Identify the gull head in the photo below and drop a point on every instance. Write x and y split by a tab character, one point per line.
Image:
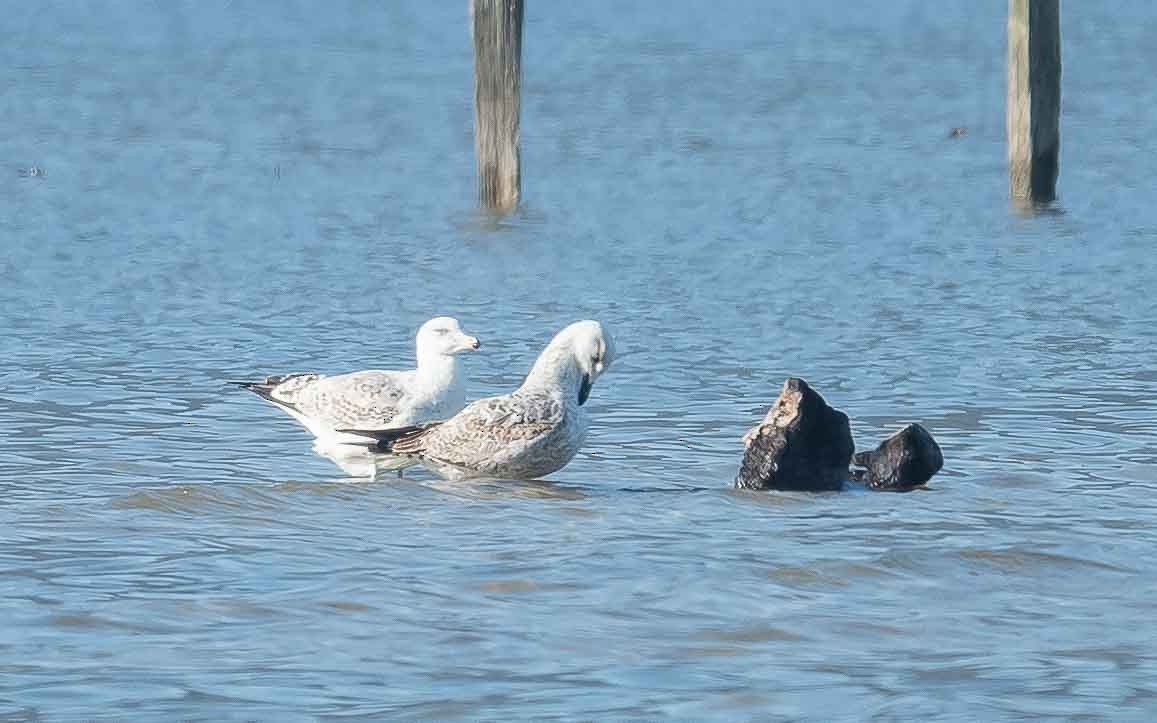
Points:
591	349
443	337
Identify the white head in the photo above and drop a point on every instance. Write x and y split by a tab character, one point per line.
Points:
442	337
584	347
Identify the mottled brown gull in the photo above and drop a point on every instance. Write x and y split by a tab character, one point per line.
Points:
528	434
375	399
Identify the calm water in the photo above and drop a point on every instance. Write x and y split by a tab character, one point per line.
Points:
741	191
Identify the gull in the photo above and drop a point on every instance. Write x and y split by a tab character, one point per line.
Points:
375	399
530	433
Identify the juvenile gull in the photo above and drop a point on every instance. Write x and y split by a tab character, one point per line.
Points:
375	399
527	434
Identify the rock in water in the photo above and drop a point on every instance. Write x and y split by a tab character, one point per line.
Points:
906	459
801	444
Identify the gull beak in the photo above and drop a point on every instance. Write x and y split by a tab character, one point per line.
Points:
584	389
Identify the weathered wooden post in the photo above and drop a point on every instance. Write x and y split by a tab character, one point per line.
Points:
1033	98
498	80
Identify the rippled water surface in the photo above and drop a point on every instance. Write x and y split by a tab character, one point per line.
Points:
742	191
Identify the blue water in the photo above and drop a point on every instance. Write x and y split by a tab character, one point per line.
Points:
741	191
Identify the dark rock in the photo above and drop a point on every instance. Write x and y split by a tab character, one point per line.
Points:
906	459
801	444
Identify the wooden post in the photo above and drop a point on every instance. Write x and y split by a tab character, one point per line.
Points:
1033	98
498	80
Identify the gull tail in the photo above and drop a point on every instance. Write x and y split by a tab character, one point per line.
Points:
286	384
406	441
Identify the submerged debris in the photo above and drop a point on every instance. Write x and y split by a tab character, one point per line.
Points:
802	444
906	459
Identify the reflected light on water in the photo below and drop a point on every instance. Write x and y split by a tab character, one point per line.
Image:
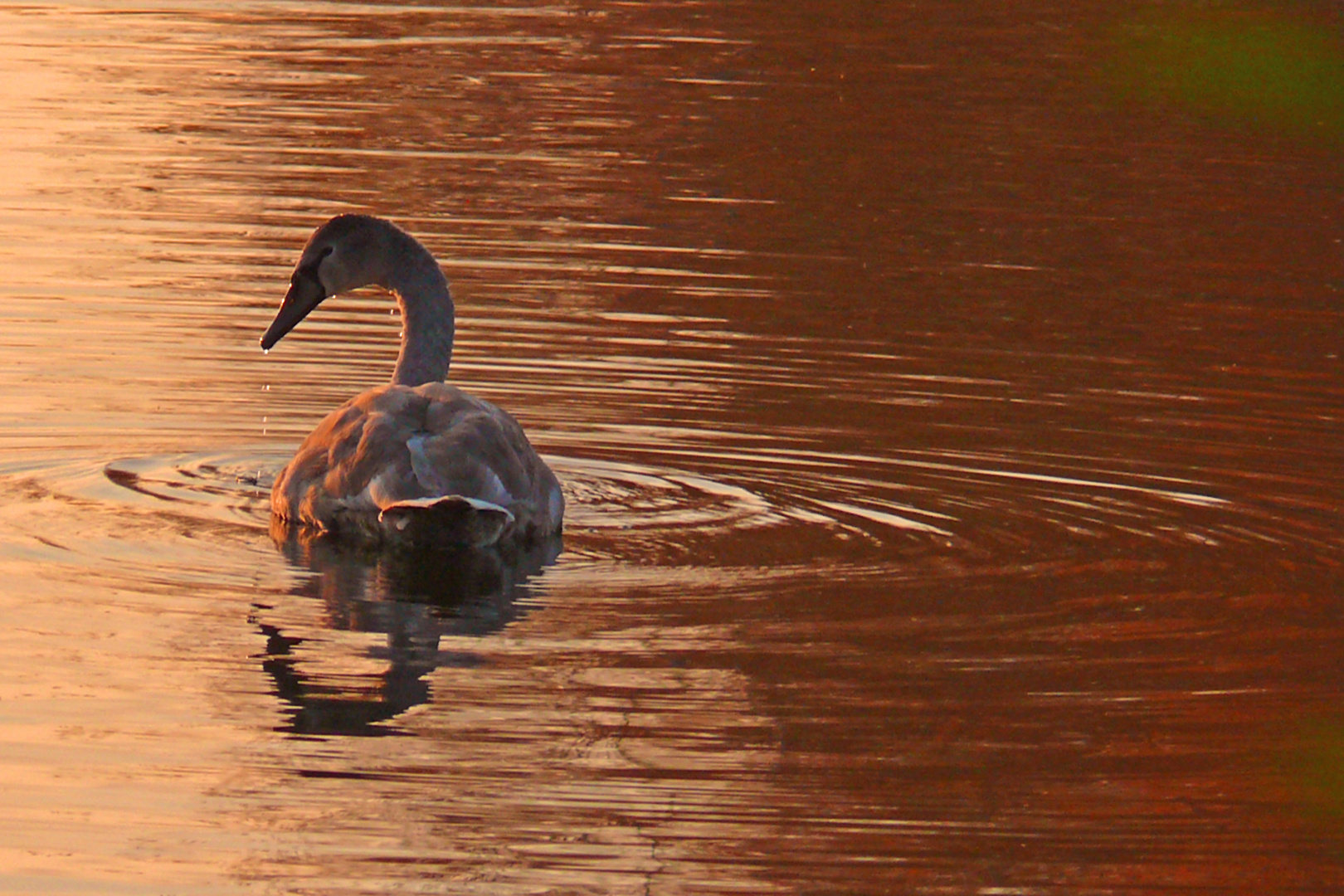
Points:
951	455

┄┄┄┄┄┄┄┄┄┄

▸ BRIEF
Beginning with the line that holds "Identify the blue" and ending with the last line of the material above, extract every line exactly, pictures excluded.

▸ ANSWER TO THE PROBLEM
Identify the blue water in the photo above and drop a point on every instance. Write x and y split by a tab character, one point per line.
Points:
741	191
Identify the dark rock in the photo above and drop a point on every instance. Write x and y split by a tab character, one point per line.
Points:
906	459
801	444
Identify the wooden post in the photo above and drop a point on every instance. Write x and y split by a tab character, one point per line.
Points:
1033	98
498	80
Identify the gull tail in the photo above and drop a point on every instance. Write x and y split by a tab character, one point per line.
Points:
286	384
406	441
Identify the submerged debris in the photo above and drop a point on every instance. Write x and y split by a tab character, one point per line.
Points:
802	444
906	459
Identify the reflected light on water in the photo below and drop a point on every instance. Write x and y split by a tab character, one point per line.
Image:
Points:
951	455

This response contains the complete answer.